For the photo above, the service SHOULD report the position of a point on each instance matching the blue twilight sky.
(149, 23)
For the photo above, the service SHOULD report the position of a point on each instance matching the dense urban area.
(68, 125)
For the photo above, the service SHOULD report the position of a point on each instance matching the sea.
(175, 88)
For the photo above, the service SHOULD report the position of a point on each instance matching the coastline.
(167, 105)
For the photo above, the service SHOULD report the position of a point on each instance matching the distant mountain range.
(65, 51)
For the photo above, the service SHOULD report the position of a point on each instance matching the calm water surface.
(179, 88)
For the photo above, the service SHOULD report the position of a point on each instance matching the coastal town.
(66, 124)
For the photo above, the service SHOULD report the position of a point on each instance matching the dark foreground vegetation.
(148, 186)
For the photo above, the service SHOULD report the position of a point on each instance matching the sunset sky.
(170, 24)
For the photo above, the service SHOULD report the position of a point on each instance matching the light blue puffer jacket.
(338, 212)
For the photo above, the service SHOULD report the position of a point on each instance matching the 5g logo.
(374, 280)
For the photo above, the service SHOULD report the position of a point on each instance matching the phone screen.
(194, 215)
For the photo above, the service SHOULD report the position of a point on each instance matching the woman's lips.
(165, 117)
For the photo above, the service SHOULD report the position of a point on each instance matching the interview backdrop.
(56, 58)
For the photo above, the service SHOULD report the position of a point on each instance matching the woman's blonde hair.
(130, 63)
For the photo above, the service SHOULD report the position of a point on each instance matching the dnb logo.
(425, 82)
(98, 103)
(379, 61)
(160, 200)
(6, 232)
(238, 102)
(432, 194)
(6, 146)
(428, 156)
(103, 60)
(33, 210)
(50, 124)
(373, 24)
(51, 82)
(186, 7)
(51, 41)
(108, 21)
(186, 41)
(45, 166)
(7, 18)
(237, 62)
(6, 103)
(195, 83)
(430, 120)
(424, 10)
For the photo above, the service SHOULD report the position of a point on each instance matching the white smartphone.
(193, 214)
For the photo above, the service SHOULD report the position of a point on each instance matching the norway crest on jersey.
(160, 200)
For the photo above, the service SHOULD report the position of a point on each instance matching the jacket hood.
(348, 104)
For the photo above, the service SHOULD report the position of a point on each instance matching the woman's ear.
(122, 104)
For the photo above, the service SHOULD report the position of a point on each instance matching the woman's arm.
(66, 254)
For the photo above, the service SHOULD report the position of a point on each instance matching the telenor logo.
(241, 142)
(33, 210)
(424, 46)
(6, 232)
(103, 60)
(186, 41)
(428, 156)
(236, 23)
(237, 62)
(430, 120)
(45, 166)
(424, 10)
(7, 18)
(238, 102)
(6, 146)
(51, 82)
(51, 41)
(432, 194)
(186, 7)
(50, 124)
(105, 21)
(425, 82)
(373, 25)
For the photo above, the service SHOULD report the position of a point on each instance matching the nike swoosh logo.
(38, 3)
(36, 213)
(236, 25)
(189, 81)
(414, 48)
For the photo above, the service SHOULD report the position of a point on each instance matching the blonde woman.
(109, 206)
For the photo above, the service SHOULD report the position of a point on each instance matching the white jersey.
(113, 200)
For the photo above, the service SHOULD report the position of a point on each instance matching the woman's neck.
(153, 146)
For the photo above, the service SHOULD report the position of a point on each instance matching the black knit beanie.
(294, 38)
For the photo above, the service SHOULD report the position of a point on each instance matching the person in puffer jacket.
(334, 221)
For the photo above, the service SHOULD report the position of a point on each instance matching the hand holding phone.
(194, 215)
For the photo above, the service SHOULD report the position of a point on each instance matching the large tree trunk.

EXERCISE DESCRIPTION: The response has to give back every record verbatim.

ANSWER TO THIS TASK:
For the photo above, the service SHOULD report the position of a point on each instance matching the blue twilight sky.
(149, 23)
For the photo above, the service SHOULD report the position of a point on each instance matching the dense urban area.
(68, 125)
For the photo above, the service SHOULD report the position of a point on each instance matching the sea.
(175, 88)
For the photo above, the service SHOULD report the position of a point on each instance matching the coastline.
(167, 105)
For the photo above, the service SHOULD report the position of a point on each instance matching the distant mountain range.
(65, 51)
For the photo above, the service SHOULD report the position of a point on each instance matching the calm water surface.
(179, 88)
For the photo above, the service SHOULD report the position of a point on each instance matching the coastal town.
(66, 124)
For the photo above, the service SHOULD report the position of a point on each instance matching the dark foreground vegetation.
(148, 186)
For the photo above, the service SHOULD report the position of a point on each instance matching the sunset sky.
(170, 24)
For the photo above, the service SHOULD report the position of a point on each instance matching the light blue puffer jacket.
(338, 212)
For the photo above, the service SHOULD report the position of a point on each instance matching the 5g logo.
(374, 280)
For the photo above, the service SHOULD report the position of a point on each instance matching the phone screen.
(194, 215)
For the photo above, the service SHOULD report the position of a point on each instance matching the woman's lips.
(165, 117)
For the photo above, the service SHOULD report the position of a point on each instance matching the interview backdrop.
(56, 58)
For the photo above, the service SHOULD report the position of a point on each instance matching the woman's blonde hair.
(130, 63)
For the photo above, the service SHOULD report the position of a point on each instance matching the dnb logo.
(425, 82)
(98, 103)
(379, 61)
(160, 200)
(6, 232)
(238, 102)
(432, 194)
(6, 146)
(428, 156)
(103, 60)
(33, 210)
(50, 124)
(373, 24)
(51, 82)
(186, 7)
(51, 41)
(108, 21)
(186, 41)
(45, 166)
(7, 18)
(237, 62)
(6, 103)
(195, 83)
(430, 120)
(424, 10)
For the photo above, the service SHOULD report the position of a point on each instance matching the white smartphone.
(193, 214)
For the photo above, the service SHOULD report the position of a point on each instance matching the norway crest on jersey.
(160, 200)
For the photo above, the service SHOULD report the position of a point on each instance matching the jacket hood.
(348, 104)
For the photo above, the service SHOULD report the position of a point on each instance matching the woman's ear.
(122, 104)
For the photo above, the service SHOULD report the position of a point on each instance matching the woman's arm.
(66, 254)
For the photo above, the service SHOULD report the position of a point on each instance matching the telenor logo.
(241, 142)
(33, 210)
(424, 46)
(6, 232)
(103, 60)
(186, 41)
(428, 156)
(236, 23)
(237, 62)
(430, 120)
(45, 166)
(424, 10)
(7, 18)
(238, 102)
(6, 146)
(51, 82)
(51, 41)
(432, 194)
(186, 7)
(50, 124)
(105, 21)
(425, 82)
(373, 25)
For the photo above, the service SHOULD report the position of a point on each instance matching the nike swoosh logo.
(38, 3)
(36, 213)
(236, 25)
(189, 81)
(414, 48)
For the photo above, the service SHOULD report the position of a point on each instance matching the blonde woman.
(109, 206)
For the photo above, the service SHOULD report the position of a point on each instance matching the white jersey.
(113, 200)
For the photo above, the service SHOULD report the position of a point on each instance matching the woman's neck.
(153, 146)
For the photo above, the service SHOULD report the position of a point on each instance matching the black knit beanie.
(294, 38)
For the photo above, the service SHOULD report the position of a point on each instance matching the person in puffer jacket.
(334, 221)
For the photo above, the service SHOULD report the position of a point on each instance matching the hand holding phone.
(194, 215)
For the photo above, the service SHOULD report the position of a point on each instance matching the large tree trunk.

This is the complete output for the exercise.